Document segment
#####
Advertisement

Vartan Gregorian

Share via
Paul Lieberman is a New York-based cultural reporter for The Times

Waves of millionaires and billionaires are being born every week, it seems, thanks to the Internet, Wall Street and the entertainment industry. This has produced a lot of high living, but also a new generation of philanthropists. In an era when it no longer takes decades at the helm of an industrial empire to amass a major fortune, private foundations are being created by Microsoft chairman Bill Gates and the like to rival the great charities of John D. Rockefeller and Andrew Carnegie. And while religious institutions remain a favorite beneficiary of American giving, garnering 40% of donations, these new philanthropies are being viewed as potential saviors for large segments of society: finding alternatives for a struggling education system, for example, or bailing out cutting-edge arts institutions that government agencies no longer fund.

But are the new wealthy really doing their share? Is society getting what it needs? If there is a “new philanthropy,” what can it learn from the “old philanthropy”?

Few people have had Vartan Gregorian’s inside view of the big-dollars game of giving--and getting. He has served as a legendary fund-raiser for two establishment bastions: He cajoled $1.3 billion in donations while head of the New York Public Library from 1981 to 1989 and as president of Brown University from 1989 to 1997. For the last two years, however, Gregorian, 65, has been handing out money as president of the Carnegie Corp. He has pushed initiatives in teacher education, international peace--through programs in the former Soviet Union--and cooperative efforts with other foundations.

Advertisement

An Armenian born in Iran and educated as an intellectual historian at Stanford, Gregorian is one of the great twinkle-in-the-eye characters on the American scene. A bit rumpled and forever apologizing for his imperfect English, he belies the popular image of the pinstriped institutional CEO. Yet, his disarming laugh, facility with seven languages and storytelling flair have all helped make him effective.

Philanthropy is a family affair in the Gregorian household. His wife, Clare, whom he met four decades ago at Stanford, is president of Literacy Partners, a nonprofit based in New York. The couple, who live in Manhattan, have three grown sons, two working as journalists, the third as a military historian and advisor to the State Department.

Since his library days, Gregorian has been a familiar face in the highest-profile circles of New York, whether lunching with Brooke Astor or having breakfast with Laurence S. Rockefeller to talk about ways to foster dialogue among the races. But Gregorian is equally at home bantering with waiters at a hotel near Carnegie’s Madison Avenue headquarters, where he sat down recently over a glass of merlot for a conversation that ranged from the new Silicon Valley billionaires to Hollywood celebrities--and how the latter, in particular, seem reluctant to part with their money.

Advertisement

Question: Is there a new philanthropy different from the old philanthropy?
#####
Information given
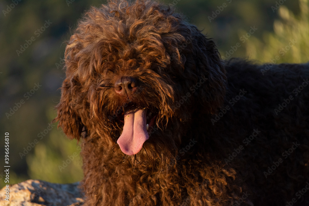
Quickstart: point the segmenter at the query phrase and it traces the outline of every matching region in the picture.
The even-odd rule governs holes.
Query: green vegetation
[[[308,61],[308,0],[286,1],[274,10],[276,0],[164,1],[174,2],[177,11],[213,38],[223,57],[239,43],[231,57],[248,56],[263,62],[277,56],[277,63]],[[67,139],[56,124],[49,124],[56,116],[57,89],[65,75],[63,42],[85,10],[105,2],[28,0],[10,10],[11,0],[0,0],[0,133],[10,133],[10,183],[30,178],[66,183],[82,178],[76,141]],[[253,32],[254,27],[257,29]],[[242,37],[250,31],[253,33],[244,41]],[[36,84],[42,86],[35,90]],[[0,144],[0,157],[4,145]],[[4,161],[0,158],[2,168]],[[2,187],[4,179],[0,179]]]

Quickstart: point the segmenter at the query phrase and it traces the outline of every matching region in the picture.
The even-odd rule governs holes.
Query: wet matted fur
[[[82,145],[85,205],[296,205],[309,195],[308,64],[224,62],[196,26],[148,0],[91,8],[67,44],[55,121]]]

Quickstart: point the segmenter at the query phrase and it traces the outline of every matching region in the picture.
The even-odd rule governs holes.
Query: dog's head
[[[129,155],[148,144],[179,144],[193,114],[213,113],[223,101],[225,71],[213,41],[151,1],[92,8],[65,60],[59,126],[69,137],[83,129],[87,138],[105,138],[111,149],[117,142]]]

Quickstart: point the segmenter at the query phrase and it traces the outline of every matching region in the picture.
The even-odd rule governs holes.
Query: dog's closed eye
[[[97,86],[97,89],[100,90],[104,89],[109,89],[112,86],[109,83],[109,81],[108,79],[104,79],[99,82]]]

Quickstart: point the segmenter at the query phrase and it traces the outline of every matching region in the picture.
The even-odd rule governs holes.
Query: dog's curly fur
[[[224,62],[196,26],[148,0],[91,8],[65,60],[54,121],[81,142],[86,205],[306,200],[309,191],[296,193],[309,180],[309,86],[295,89],[307,86],[308,64]],[[129,99],[115,91],[123,77],[138,83]],[[116,142],[133,104],[157,116],[142,149],[127,155]]]

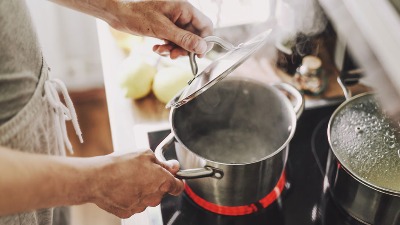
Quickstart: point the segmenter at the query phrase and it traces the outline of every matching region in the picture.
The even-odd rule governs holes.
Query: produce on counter
[[[125,97],[139,99],[151,92],[153,78],[157,73],[155,66],[144,60],[127,58],[120,67],[121,87]]]
[[[169,102],[193,78],[190,70],[174,66],[160,69],[154,77],[153,93],[163,103]]]

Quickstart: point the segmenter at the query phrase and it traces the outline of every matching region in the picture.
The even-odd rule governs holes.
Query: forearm
[[[28,154],[0,146],[0,216],[88,202],[95,173],[94,159]]]

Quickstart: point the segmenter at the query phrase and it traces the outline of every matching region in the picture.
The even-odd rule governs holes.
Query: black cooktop
[[[245,216],[218,215],[197,206],[185,193],[161,202],[164,225],[361,225],[336,205],[324,184],[329,152],[327,126],[335,106],[305,110],[290,143],[287,183],[280,198],[268,208]],[[149,132],[155,149],[169,130]],[[175,158],[167,151],[166,158]]]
#####
Required action 1
According to the interview with Vartan Gregorian, how much in donations did he raise as head of the New York Public Library and as president of Brown University?
Required action 2
Write the next part of the interview with Vartan Gregorian, starting with his reply to the last question.

Answer box 1
$1.3 billion.

Answer box 2
Answer: Alexis de Tocqueville, in his “Democracy in America,” pinpointed something important: that is, volunteerism in America as being completely distinct from Europe and elsewhere. America has made ways of participating in governance, in society, from the PTA to various societies. Then you have philanthropy. He also described a new individualism in America, but his definition and the current one are entirely different. His included a social component. An individual is not only doing what is good for himself, for his gratification, but something that will benefit society in the long run. And the third quality, of course, is the religious impulse. The combination of these three is very American. In that sense, the new philanthropy is the old philanthropy.

Q: But these waves of new billionaires have hardly had time to embrace Carnegie’s credo, “Anyone who dies rich, dies disgraced.”

A: In 1995, the U.S. had 149 billionaires. There are 42,000 active American foundations, with combined assets of $200 billion. These foundations give $10 billion annually. But the figure that blows my mind is how we’re expecting an intergenerational transfer of wealth--of some $2.2 trillion by the year 2010. Some $250 billion a year will be inherited over the next 40 years.

Advertisement

The issue is, how much of this will percolate or go into philanthropy? And in what forms? That’s the key issue: They don’t know whether to take the past practice as the role model for this. And there are no easy answers.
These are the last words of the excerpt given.